Please copy the records starting at the line containing "task: outline the cow's head" and ending at the line containing "100], [104, 102]]", putting "horse's head" wherever "cow's head" occurs and changing nothing else. Return only those lines.

(begin)

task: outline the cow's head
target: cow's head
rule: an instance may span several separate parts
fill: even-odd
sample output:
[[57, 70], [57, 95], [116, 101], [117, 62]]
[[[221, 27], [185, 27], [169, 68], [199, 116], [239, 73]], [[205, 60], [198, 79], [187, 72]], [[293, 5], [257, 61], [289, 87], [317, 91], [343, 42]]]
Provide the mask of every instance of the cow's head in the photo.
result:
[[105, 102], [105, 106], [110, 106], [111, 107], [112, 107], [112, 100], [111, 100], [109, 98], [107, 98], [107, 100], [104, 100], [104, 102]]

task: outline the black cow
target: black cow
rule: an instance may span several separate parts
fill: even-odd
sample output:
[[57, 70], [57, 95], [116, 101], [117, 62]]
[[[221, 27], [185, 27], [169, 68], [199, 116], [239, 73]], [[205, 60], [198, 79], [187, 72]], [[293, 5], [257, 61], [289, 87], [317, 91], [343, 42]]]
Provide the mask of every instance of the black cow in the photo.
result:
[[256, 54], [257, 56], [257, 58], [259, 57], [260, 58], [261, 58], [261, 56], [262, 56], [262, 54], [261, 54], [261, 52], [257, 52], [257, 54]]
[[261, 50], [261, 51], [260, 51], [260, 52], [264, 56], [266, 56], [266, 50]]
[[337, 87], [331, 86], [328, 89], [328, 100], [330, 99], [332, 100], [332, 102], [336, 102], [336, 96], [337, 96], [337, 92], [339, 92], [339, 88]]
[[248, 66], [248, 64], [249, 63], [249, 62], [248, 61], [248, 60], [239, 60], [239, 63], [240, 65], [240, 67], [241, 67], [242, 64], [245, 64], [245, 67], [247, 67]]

(end)
(begin)

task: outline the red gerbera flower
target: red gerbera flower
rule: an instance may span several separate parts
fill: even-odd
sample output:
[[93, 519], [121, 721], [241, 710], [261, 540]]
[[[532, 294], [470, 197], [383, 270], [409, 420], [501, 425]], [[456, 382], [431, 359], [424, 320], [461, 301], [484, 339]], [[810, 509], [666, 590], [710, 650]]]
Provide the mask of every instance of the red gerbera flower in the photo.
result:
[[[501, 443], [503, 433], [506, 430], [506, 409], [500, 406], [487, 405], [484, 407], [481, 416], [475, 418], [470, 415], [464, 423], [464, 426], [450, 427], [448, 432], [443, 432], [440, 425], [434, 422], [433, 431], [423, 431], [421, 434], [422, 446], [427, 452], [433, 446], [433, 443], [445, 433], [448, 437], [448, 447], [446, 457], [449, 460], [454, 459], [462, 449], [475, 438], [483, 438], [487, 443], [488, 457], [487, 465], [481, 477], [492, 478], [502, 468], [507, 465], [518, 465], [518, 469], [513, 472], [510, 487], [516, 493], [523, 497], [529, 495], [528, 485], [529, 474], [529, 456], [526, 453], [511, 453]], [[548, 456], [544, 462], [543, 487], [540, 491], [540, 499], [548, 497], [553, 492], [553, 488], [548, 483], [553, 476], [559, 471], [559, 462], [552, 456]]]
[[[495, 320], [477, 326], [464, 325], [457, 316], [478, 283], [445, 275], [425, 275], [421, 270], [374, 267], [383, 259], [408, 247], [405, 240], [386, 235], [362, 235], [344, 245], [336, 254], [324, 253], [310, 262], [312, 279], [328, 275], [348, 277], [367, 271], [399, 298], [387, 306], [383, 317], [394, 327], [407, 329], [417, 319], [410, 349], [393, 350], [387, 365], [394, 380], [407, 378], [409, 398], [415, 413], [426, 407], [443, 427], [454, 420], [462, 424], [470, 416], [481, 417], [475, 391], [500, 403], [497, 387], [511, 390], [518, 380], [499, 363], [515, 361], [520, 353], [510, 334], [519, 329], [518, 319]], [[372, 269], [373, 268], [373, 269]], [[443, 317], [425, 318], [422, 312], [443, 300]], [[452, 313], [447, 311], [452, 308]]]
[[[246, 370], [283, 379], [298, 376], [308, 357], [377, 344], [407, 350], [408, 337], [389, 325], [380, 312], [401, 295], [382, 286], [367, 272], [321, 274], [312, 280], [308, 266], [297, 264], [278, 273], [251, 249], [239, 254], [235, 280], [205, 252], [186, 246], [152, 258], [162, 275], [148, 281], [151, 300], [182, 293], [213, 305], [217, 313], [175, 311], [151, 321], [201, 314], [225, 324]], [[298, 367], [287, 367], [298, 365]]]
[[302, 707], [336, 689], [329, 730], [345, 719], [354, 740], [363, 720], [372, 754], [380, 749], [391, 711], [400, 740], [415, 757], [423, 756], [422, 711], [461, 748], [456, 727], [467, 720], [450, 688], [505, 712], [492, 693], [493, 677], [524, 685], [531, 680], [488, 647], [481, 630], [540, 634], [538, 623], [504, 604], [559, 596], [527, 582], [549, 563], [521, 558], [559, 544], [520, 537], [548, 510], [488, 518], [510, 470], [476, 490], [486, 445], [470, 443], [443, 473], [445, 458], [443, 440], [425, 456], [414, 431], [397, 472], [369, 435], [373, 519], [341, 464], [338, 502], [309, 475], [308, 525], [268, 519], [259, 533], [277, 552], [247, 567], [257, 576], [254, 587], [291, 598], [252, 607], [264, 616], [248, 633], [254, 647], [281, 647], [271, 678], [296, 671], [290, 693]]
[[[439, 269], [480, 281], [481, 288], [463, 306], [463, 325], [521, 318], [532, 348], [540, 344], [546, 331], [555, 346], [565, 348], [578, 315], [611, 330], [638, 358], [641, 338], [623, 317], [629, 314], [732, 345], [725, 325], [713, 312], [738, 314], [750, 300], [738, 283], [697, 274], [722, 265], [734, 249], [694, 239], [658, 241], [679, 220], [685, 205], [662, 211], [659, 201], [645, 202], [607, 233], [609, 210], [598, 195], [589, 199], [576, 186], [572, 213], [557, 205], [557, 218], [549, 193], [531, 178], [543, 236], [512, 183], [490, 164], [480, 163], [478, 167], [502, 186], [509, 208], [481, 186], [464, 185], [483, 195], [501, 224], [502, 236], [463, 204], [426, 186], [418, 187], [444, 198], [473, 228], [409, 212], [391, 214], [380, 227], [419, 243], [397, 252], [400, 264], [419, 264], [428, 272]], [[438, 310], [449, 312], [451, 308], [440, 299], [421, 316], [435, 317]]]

(end)
(begin)

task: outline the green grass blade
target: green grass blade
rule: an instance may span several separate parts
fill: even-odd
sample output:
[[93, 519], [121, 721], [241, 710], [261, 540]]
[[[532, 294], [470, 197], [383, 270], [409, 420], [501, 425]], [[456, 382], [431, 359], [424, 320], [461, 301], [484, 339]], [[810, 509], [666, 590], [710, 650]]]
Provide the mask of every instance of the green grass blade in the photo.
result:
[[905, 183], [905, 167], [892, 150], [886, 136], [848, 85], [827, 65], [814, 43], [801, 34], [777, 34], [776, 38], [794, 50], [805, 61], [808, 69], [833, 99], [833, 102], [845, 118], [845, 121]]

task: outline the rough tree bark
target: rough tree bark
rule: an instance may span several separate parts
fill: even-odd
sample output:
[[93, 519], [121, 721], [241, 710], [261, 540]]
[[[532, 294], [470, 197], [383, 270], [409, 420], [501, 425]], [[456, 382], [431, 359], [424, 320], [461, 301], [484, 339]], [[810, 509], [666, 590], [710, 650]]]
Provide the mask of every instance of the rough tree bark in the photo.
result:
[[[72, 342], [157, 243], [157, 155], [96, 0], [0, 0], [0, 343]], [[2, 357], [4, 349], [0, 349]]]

(end)

_Full response_
task: outline the horse's head
target: horse's head
rule: an instance may span several separate parts
fill: even-odd
sample output:
[[57, 70], [57, 95], [116, 101], [117, 62]]
[[[221, 27], [185, 27], [169, 68], [199, 116], [239, 73]], [[205, 60], [198, 79], [187, 72]], [[293, 5], [257, 61], [289, 87], [317, 91], [343, 42]]]
Provide the mask of every instance of the horse's head in the photo.
result:
[[105, 102], [105, 106], [110, 106], [111, 107], [112, 107], [112, 100], [111, 100], [109, 98], [107, 98], [107, 100], [104, 100], [104, 102]]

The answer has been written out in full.